REQUIREMENT :: Take the part of the data that runs from the line containing "[outline] shirt collar" through the end, that line included, and write it out again with "shirt" changed to "blouse" and everything else left the same.

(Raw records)
+ + + +

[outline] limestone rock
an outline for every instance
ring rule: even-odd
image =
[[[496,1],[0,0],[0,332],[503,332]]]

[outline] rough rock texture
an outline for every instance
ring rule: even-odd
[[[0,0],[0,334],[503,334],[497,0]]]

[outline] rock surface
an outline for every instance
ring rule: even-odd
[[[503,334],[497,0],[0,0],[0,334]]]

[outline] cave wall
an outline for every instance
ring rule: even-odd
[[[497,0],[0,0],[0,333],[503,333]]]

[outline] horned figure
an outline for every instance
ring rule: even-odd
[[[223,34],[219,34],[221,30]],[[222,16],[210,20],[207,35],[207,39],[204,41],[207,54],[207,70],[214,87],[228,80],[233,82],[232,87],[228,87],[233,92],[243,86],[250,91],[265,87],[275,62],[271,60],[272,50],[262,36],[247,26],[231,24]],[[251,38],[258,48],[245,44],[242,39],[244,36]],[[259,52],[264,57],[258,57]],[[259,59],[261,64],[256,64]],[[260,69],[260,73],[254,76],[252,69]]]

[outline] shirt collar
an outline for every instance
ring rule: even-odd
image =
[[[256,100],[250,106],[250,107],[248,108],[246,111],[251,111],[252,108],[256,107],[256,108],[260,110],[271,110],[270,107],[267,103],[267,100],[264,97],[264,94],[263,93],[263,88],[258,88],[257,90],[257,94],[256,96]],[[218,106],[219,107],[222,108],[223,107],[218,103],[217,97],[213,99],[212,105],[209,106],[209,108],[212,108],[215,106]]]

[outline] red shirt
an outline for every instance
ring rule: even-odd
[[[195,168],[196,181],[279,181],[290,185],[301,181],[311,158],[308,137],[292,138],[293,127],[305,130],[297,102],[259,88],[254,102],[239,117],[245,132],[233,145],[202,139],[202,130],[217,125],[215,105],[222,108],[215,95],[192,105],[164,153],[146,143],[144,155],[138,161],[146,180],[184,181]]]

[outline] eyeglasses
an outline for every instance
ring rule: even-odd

+ + + +

RESPONSE ::
[outline] blouse collar
an outline for every instance
ring rule: even-odd
image =
[[[256,100],[250,106],[250,107],[248,108],[246,111],[251,111],[252,108],[256,107],[256,108],[260,110],[271,110],[270,107],[267,103],[267,100],[264,97],[264,94],[263,93],[263,88],[258,88],[257,90],[257,94],[256,96]],[[218,106],[219,107],[222,108],[223,107],[218,103],[217,97],[213,99],[212,105],[209,106],[209,108],[212,108],[215,106]]]

[outline] red blouse
an outline for every instance
ring rule: even-odd
[[[195,168],[196,181],[279,181],[290,185],[301,181],[311,158],[308,137],[292,138],[293,127],[305,130],[297,102],[259,88],[254,102],[239,117],[245,132],[233,145],[202,139],[202,130],[217,125],[215,105],[222,108],[215,95],[192,105],[164,153],[146,143],[144,155],[138,161],[146,180],[184,181]]]

[outline] eyeglasses
an outline for every instance
ring rule: even-odd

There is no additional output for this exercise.